* Supplied records
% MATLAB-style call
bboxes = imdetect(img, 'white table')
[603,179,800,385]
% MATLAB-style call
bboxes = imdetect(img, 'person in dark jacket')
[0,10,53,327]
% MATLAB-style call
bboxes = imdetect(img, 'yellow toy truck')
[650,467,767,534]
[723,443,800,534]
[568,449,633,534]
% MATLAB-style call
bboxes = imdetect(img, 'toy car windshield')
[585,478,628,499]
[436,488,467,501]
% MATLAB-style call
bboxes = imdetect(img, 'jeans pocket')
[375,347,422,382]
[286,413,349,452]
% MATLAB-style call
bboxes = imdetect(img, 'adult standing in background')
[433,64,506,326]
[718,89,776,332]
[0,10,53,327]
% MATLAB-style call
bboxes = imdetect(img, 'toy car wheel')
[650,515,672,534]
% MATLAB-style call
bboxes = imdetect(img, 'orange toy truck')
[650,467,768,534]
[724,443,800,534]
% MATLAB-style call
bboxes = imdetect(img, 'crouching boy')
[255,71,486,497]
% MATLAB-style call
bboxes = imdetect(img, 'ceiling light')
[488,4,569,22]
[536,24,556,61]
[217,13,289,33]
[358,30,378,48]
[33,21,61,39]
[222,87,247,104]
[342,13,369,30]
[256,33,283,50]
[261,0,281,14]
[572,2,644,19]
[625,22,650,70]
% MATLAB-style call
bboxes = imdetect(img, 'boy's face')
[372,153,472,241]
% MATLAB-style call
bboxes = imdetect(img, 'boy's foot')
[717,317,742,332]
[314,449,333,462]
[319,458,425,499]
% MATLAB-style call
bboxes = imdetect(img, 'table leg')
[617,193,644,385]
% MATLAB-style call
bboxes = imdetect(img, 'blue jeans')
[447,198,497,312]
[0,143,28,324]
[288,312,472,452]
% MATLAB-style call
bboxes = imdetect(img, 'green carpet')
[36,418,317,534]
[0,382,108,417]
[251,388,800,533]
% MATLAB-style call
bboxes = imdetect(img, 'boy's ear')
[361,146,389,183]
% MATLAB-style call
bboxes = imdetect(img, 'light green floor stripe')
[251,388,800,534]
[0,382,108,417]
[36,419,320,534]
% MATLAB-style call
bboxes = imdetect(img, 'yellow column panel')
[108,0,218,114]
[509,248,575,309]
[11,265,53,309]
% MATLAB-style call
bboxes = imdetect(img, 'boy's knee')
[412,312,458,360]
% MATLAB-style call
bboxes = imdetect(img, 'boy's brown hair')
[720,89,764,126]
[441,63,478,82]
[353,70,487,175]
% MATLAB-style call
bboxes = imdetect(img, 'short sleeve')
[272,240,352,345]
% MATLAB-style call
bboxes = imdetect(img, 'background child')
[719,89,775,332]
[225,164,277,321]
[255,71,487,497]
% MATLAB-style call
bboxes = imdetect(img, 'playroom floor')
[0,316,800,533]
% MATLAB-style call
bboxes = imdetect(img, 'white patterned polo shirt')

* Exercise description
Can you rewrite all the records above, swapping "jeans" for "denim" wherever it occurs and keeping everything else the same?

* Correct response
% MATLAB-style call
bboxes = imdetect(img, 'white table')
[603,179,800,385]
% MATLAB-style call
bboxes = imdetect(img, 'person in dark jacket')
[0,10,53,327]
% MATLAB-style call
bboxes = imdetect(img, 'yellow toy truck')
[650,467,767,534]
[723,443,800,534]
[568,449,633,534]
% MATLAB-style call
bboxes = imdetect(img, 'toy car windshield')
[585,478,628,499]
[436,488,467,501]
% MATLAB-style call
bboxes = imdetect(img, 'denim pocket')
[375,347,422,382]
[286,413,349,452]
% MATLAB-style call
bboxes = imdetect(img, 'adult standing in background')
[433,64,506,326]
[718,89,776,332]
[0,10,53,327]
% MATLAB-style call
bboxes = imdetect(img, 'toy car wheel')
[650,515,672,534]
% MATLAB-style call
bboxes = imdetect(img, 'orange toy truck')
[650,467,768,534]
[724,443,800,534]
% MATLAB-style call
bboxes = imdetect(img, 'crouching boy')
[255,71,486,497]
% MATLAB-style call
bboxes = imdetect(img, 'ceiling light')
[488,4,569,22]
[536,24,556,61]
[217,13,289,33]
[358,30,378,48]
[33,21,61,39]
[222,87,247,104]
[342,13,369,30]
[256,33,283,50]
[261,0,281,14]
[572,2,644,19]
[625,22,650,70]
% MATLAB-style call
bboxes = imdetect(img, 'boy's face')
[372,153,472,241]
% MATLAB-style call
bboxes = imdetect(img, 'boy's foot')
[717,317,742,332]
[314,449,333,462]
[319,458,425,499]
% MATLAB-style call
bboxes = imdetect(img, 'table leg')
[617,193,644,385]
% MATLAB-style call
bboxes = imdetect(img, 'blue denim')
[447,198,497,312]
[0,143,28,324]
[288,312,472,452]
% MATLAB-style call
bboxes = imdetect(img, 'green carpet')
[36,418,317,534]
[0,382,108,417]
[251,388,800,533]
% MATLAB-style call
bboxes = imdetect(img, 'boy's ear')
[361,146,389,183]
% MATLAB-style call
bboxes = imdetect(img, 'light green floor stripe')
[251,388,800,534]
[0,382,108,417]
[36,419,320,534]
% MATLAB-style call
bboxes = imdetect(img, 'yellow column panel')
[108,0,218,114]
[509,248,575,309]
[11,265,53,309]
% MATLAB-style call
bboxes = imdetect(img, 'boy's knee')
[412,312,458,360]
% MATLAB-style call
bboxes = imdetect(img, 'boy's brown hair')
[720,89,764,126]
[441,63,478,82]
[353,70,487,175]
% MATLAB-style call
bboxes = imdetect(img, 'short sleeve')
[272,240,352,345]
% MATLAB-style call
bboxes = imdetect(img, 'background child')
[719,89,775,332]
[225,164,277,321]
[255,71,487,497]
% MATLAB-style call
bboxes = imdetect(img, 'playroom floor')
[0,316,800,533]
% MATLAB-style call
bboxes = imdetect(img, 'white patterned polo shirt')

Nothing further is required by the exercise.